── Excerpted records ──

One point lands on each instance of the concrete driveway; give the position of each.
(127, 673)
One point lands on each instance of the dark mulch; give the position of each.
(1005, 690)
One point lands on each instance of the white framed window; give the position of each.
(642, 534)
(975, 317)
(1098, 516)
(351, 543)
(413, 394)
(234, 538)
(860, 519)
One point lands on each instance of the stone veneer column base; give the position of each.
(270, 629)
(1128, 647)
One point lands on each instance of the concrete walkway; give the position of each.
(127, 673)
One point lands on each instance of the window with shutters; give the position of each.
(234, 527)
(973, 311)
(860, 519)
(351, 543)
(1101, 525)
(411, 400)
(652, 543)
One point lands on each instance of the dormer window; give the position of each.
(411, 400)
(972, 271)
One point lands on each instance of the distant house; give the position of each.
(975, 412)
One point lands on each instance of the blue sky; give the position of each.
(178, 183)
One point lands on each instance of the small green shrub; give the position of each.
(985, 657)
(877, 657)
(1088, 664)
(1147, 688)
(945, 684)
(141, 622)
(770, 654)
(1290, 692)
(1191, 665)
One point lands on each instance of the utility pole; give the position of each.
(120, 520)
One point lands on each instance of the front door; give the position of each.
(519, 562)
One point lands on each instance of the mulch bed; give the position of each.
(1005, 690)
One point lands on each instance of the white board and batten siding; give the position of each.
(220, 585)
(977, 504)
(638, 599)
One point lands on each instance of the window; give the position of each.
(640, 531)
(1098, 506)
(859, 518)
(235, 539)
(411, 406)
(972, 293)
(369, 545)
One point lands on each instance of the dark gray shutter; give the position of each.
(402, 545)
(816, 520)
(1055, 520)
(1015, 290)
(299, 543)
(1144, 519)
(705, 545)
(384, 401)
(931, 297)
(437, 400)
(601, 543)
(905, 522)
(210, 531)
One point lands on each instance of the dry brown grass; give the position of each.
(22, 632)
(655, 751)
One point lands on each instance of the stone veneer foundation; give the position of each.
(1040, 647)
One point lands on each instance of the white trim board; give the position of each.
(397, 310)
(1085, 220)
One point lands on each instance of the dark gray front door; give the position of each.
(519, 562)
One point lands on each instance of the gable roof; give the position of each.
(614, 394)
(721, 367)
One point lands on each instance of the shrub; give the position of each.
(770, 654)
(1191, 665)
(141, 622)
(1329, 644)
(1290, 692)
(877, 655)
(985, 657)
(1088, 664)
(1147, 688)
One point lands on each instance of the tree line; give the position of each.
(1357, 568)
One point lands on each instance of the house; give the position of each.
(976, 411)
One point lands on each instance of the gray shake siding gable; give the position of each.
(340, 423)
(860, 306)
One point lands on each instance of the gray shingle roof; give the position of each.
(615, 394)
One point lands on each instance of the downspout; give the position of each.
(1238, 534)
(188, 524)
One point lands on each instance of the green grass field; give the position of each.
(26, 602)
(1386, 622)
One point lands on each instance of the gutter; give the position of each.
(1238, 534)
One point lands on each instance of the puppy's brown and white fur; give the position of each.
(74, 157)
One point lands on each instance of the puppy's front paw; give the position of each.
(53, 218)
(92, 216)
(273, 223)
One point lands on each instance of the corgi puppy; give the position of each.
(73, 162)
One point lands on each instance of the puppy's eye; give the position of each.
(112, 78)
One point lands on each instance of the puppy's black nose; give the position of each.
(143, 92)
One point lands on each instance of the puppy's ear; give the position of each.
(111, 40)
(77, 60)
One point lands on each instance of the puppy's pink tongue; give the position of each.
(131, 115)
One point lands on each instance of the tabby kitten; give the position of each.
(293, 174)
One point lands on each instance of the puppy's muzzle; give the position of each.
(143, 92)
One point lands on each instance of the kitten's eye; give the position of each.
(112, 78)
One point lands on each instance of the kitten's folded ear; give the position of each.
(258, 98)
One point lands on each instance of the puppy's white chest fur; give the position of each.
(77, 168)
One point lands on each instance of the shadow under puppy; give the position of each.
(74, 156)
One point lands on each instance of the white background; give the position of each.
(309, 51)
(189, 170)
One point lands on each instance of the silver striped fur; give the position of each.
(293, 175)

───

• [Directive]:
Format the data above as a two-column CSV with the header label_text,coordinates, giving one row for each labeling sentence together with all the coordinates that follow it. Enclose each field in double quotes and replace any line breaks inside a field with spaces.

• [Response to the task]:
label_text,coordinates
"One point lands on each instance of the concrete driveway; give the position of each.","(127, 673)"
"One point lands on each instance of the dark mulch; give the position of each.","(1005, 690)"
"One point lands on each instance of the white framed window; give the position of each.","(642, 534) (975, 317) (1098, 516) (351, 543) (413, 394) (234, 538) (860, 519)"
"One point lands on each instance of the stone veneer column base; give the position of each.","(270, 629) (1128, 647)"
"One point lands on each instance of the concrete walkway; give the position of each.","(127, 673)"
"One point lands on each instance of the window with shutters; give the position of each.","(234, 527) (973, 311) (860, 519) (351, 543) (1101, 525) (411, 400) (652, 543)"
"One point lands on each instance of the dormer window; give the position of each.","(411, 400) (972, 271)"
"One point lands on each instance of the distant house; give the position of each.","(975, 412)"
"One point lands on each instance of the blue sky; give the position of each.","(178, 183)"
"One point lands on each instance of the small green shrub; give the position of each.","(985, 657) (877, 657) (1088, 664) (1147, 688) (945, 684) (141, 622) (770, 654) (1290, 692) (1191, 665)"
"One point lands on each instance of the utility pole; give the position of each.","(120, 520)"
"One point lands on each instance of the front door; give the position of each.","(519, 562)"
"One point lands on each instance of the mulch bed; give the position of each.","(1005, 690)"
"One point lands on each instance of the white board and batten siding; give the position of each.","(220, 585) (977, 504) (638, 599)"
"One point lands on each instance of the window; give the position of each.","(640, 531) (1098, 506) (859, 518) (235, 539) (411, 406) (972, 293) (369, 545)"
"One point lands on each instance of the dark gray shutter; give the position of each.","(402, 545) (816, 520) (1055, 520) (1015, 290) (299, 543) (1144, 519) (705, 545) (384, 401) (931, 297) (437, 400) (601, 543) (905, 522) (210, 531)"
"One point lands on each instance of the dry brown grass; give the position of each.","(22, 632) (655, 751)"
"One point lands on each instance of the stone veneer foundation; give the position of each.","(1040, 647)"
"One point lands on each instance of the white trim board; give the position of each.","(397, 310) (1085, 220)"
"One point lands on each instance of the dark gray front door; give the position of each.","(519, 562)"
"One point lands on each instance of the gable roof; give the position of each.","(614, 394) (721, 367)"
"One point lands on each instance of the shrub; give the position of each.","(770, 654) (1191, 665) (141, 622) (1329, 644) (1290, 692) (877, 655) (985, 657) (1088, 664) (1147, 688)"
"One point lands on each instance of the tree line; give the position of each.","(1357, 568)"
"One point lands on each instance of the house; give the position of each.","(976, 411)"
"One point lands on each instance of the gray shake siding gable; give the position of each.","(340, 423) (860, 306)"
"One point lands on each instance of the gray shingle roof; give the position of each.","(615, 394)"
"One point lands on each instance of the downspout; give the position of each.","(1238, 534) (188, 524)"
"One point lands on each instance of the green grass field; give the position of each.","(26, 602) (1386, 622)"
"One point lands on each instance of the gutter; give the position of each.","(1238, 534)"
"One point lands on each instance of the puppy's brown and white fur; give the position of each.","(74, 157)"
"One point lands on each instance of the puppy's front paw; give the position of each.","(53, 218) (92, 216) (273, 223)"
"One point lands on each instance of the corgi puppy; give the position of each.","(73, 162)"
"One point lands on each instance of the puppy's eye; give the position of each.","(112, 78)"
"One point lands on each instance of the puppy's black nose; give the position of each.","(143, 92)"
"One point lands on each instance of the puppy's ear; give the position of each.","(111, 40) (77, 60)"
"One point lands on each instance of the puppy's pink tongue; give the position of each.","(131, 115)"
"One point lands on each instance of the tabby kitten; give the position of each.","(293, 174)"
"One point lands on each instance of the puppy's muzzle; give the position of each.","(143, 92)"
"One point lands on each instance of the kitten's eye; give the position of each.","(112, 78)"
"One point lands on each instance of the kitten's folded ear; give the position of each.","(258, 98)"
"One point lands on each instance of the puppy's white chest fur; give the position of each.","(77, 168)"
"One point lands on each instance of the shadow under puppy; give the position of each.","(74, 156)"
"One point lands on each instance of the white background; give the position of each.","(309, 51) (189, 170)"
"One point lands on each instance of the silver striped fur; give the position of each.","(293, 175)"